## Task details
Write the records out again exactly, but without pictures.
○ ○ ○ ○ ○ ○ ○
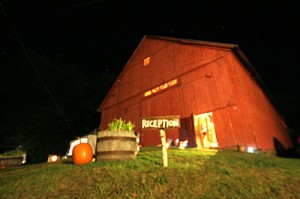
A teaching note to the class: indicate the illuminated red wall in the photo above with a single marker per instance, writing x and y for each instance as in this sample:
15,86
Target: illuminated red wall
210,79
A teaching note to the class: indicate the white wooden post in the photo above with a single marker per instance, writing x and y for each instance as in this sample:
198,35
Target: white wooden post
164,147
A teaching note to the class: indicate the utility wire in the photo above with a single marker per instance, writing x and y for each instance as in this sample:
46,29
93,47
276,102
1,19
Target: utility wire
36,70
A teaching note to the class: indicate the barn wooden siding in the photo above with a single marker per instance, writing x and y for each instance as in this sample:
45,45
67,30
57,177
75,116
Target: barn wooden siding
211,78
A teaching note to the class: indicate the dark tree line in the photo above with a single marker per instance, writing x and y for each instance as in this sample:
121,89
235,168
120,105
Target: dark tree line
45,103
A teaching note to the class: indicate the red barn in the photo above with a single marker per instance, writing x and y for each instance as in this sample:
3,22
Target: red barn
220,98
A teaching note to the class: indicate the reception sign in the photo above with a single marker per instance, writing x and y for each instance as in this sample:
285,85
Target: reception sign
161,122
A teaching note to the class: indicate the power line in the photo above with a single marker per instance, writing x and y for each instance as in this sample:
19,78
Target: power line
36,70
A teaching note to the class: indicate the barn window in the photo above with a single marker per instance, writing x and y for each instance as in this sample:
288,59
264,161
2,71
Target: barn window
146,61
160,87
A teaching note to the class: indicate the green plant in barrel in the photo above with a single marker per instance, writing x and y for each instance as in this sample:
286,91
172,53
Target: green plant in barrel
120,124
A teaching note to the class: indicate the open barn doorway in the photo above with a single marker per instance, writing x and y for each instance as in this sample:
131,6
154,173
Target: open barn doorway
205,131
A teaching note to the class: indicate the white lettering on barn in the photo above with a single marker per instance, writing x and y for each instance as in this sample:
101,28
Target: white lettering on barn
161,122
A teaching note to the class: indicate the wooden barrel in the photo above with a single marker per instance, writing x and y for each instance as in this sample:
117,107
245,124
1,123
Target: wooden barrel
116,145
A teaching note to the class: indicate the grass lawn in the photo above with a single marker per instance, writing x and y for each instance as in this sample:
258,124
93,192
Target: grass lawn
192,173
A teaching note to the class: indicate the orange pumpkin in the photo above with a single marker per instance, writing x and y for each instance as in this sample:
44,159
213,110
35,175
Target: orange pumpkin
82,153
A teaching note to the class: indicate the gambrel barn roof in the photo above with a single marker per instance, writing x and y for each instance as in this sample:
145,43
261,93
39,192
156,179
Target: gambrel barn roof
189,78
233,47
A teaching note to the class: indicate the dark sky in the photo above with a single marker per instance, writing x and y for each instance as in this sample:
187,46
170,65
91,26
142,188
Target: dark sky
100,36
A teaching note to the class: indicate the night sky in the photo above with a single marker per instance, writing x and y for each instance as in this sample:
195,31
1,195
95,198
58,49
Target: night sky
100,36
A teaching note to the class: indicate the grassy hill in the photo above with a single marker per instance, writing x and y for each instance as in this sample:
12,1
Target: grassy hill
192,173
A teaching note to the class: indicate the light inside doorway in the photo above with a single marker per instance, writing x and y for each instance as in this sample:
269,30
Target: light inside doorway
205,131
○ ○ ○ ○ ○ ○ ○
## Solution to the exercise
A teaching note to the class: indicate the illuminated red wall in the photo above with a single marker per instance, writing x and y for each instance as in this sample:
15,86
Target: illuminated red wall
210,79
A teaching note to the class: indicate the white wooden post in the photo above with a single marker per instance, writing x and y for each instance as in this sample:
198,35
Target: white wooden post
164,147
A teaching note to the class: indicate the utility wire in the photo above with a single marker per instance, writing x and y for each instance as in this sample:
46,29
93,47
276,102
1,19
Target: utility wire
36,70
A teaching note to the class: indicate the barn wooden siding in the photo above with a single marker per instance, writing x and y for each instance as in this sample:
45,45
67,30
57,177
75,116
Target: barn wooden siding
211,78
A teaching note to the class: indicate the dark tree line in the photo above with a single marker per instance, writing x and y for each instance as in this sample:
121,89
235,168
120,105
Target: dark tree line
45,103
A teaching note to the class: indicate the red barn in the photo above with a single marker per instance, writing x and y for each instance as in this sample:
3,22
Target: red barn
220,98
A teaching note to the class: indicate the reception sign in the photo above with a single marker per instance, writing x and y for each instance as in this sample:
285,85
Target: reception sign
161,122
A teaching note to the class: indicate the power line in the photo above with a single marker per instance, writing x and y for each instance as in this sample:
19,78
Target: power line
36,70
A teaching note to the class: indicate the barn window in the photo above with a single marker per instance, writing x and y for each instance as in this sample:
288,59
264,161
2,71
Target: barn window
146,61
160,87
A teaching note to the class: indicate the green plant in barrel in the photo above with a single marker per instance, writing x and y for each instance as in this sample:
286,91
172,53
Target: green plant in barrel
120,124
A teaching note to the class: indicate the open barn doorway in the photo above with a single marker per instance, writing x and y for each instance as in this sample:
131,6
154,173
Target: open barn doorway
205,131
A teaching note to the class: indicate the white lettering on barn in the photo above with a single marker per instance, writing x and y for each instance as in this sample:
101,28
Target: white lettering on barn
161,122
A teaching note to the class: indicate the wooden barrel in the photo above with a single marker per instance, writing x and y for each instance as in this sample:
117,107
245,124
1,123
Target: wooden barrel
116,145
A teaching note to the class: indicate the grass lawn in the photo above with a single marker per instance, writing x and y for each instance as in this sample:
258,124
93,192
Target: grass lawn
192,173
A teaching note to the class: indicate the orange pumpkin in the photo above with a single marker per instance, writing x and y for each instance as in this sample:
44,159
213,110
35,175
Target: orange pumpkin
82,153
A teaching note to the class: indicate the gambrel barn roof in the photo above with a single marker per instance, writing x and y for each instance as in this sample:
145,43
261,93
39,192
156,179
Target: gambrel barn roof
189,78
233,47
A teaching note to the class: indicate the dark sky in the photo above with a single marker per instance, writing x and y for each instance as in this sample:
187,46
170,65
91,26
142,188
Target: dark sky
100,36
A teaching note to the class: indicate the night sky in the photo above with a single marker per instance, writing x and y for each instance as in this sample:
195,31
1,195
95,198
58,49
Target: night sky
100,36
A teaching note to the class: indicate the grassy hill in the photo above with a single marker per instance, writing x and y for each instance as in this sample:
12,1
Target: grassy hill
192,173
A teaching note to the class: indicate the light inside doorway in the photo above with a single marker per instance, writing x and y for each instance as in this sample:
269,30
Target: light inside doorway
205,131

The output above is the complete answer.